[start]

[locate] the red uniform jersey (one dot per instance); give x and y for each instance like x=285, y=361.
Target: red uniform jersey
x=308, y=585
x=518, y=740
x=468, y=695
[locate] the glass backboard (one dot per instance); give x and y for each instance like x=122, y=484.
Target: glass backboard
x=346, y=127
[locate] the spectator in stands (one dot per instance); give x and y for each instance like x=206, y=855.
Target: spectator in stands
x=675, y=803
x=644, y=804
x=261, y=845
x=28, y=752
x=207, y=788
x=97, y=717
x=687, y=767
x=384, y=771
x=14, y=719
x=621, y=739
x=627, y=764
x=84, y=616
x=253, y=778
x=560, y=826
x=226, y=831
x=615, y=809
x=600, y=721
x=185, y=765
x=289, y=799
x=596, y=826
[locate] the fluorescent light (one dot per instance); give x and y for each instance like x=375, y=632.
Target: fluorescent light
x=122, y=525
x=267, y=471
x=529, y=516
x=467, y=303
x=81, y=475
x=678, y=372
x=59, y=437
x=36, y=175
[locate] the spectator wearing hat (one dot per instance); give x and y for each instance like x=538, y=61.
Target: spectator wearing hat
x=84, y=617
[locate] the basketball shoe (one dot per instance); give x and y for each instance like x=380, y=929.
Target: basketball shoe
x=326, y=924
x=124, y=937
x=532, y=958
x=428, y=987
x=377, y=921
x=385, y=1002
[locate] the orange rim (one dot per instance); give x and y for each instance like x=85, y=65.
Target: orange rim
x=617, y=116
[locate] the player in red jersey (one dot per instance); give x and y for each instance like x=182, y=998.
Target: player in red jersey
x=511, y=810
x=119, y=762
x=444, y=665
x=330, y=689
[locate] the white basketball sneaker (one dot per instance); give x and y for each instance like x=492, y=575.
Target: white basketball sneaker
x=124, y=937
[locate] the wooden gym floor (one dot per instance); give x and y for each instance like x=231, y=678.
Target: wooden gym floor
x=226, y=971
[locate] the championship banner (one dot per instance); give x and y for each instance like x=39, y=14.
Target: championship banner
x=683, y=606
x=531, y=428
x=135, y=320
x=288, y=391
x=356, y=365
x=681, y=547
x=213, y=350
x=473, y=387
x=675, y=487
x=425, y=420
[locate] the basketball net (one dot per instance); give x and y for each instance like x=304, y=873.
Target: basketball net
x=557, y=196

[end]

_Instructions to follow_. Convert the stretch of lines from the one containing "[locate] the basketball net" through the final line into a Markdown table with the columns Row and Line, numbering each row and leaving out blank lines.

_Correct response_.
| Row | Line |
|---|---|
| 1 | [locate] the basketball net (one dot per instance); give x and y for each instance like x=304, y=873. |
| 2 | Target: basketball net |
| 3 | x=557, y=196 |